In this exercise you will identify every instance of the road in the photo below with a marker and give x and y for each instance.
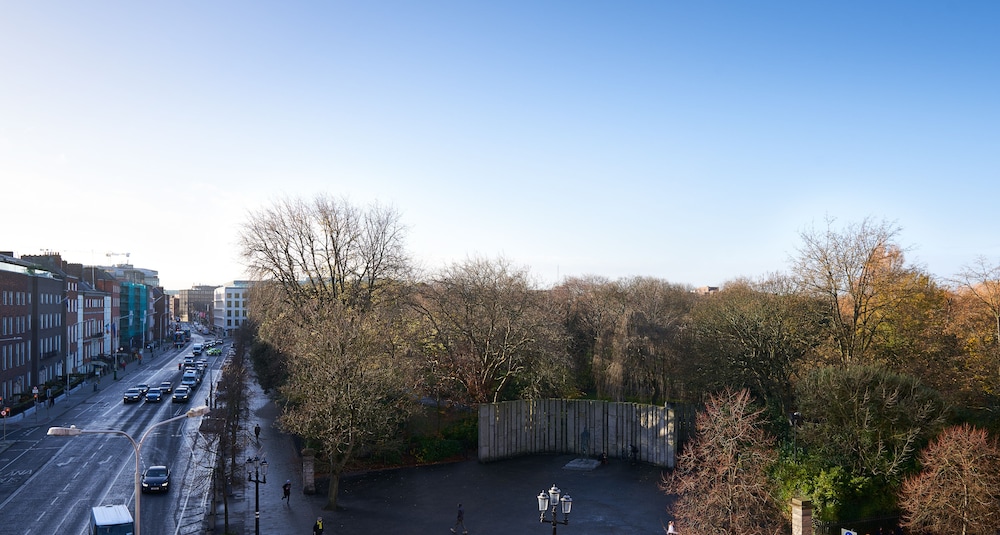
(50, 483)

==

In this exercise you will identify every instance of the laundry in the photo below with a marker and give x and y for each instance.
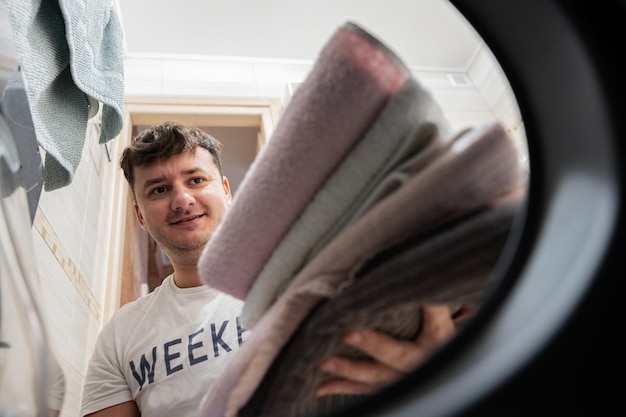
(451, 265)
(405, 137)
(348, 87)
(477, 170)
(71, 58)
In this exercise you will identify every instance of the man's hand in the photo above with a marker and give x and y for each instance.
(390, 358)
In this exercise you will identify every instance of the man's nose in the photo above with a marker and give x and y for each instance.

■ WHAT YOU SHOULD DO
Identify every line above that contains the word "this" and reproduce each such line in full.

■ SOLUTION TO THE EXERCISE
In this exercise you will identify every instance of the road in the photo below with a marker and give x and y for each instance.
In this exercise you will identify every instance of the laundry in the photo below with a marker and give x and y for each instance.
In this exercise you will identify every instance of the man's hand in the photo above with a marker and give x and y for each instance.
In this exercise you will identify every instance of the man's nose in the photo above with a marker and give x and y for each instance.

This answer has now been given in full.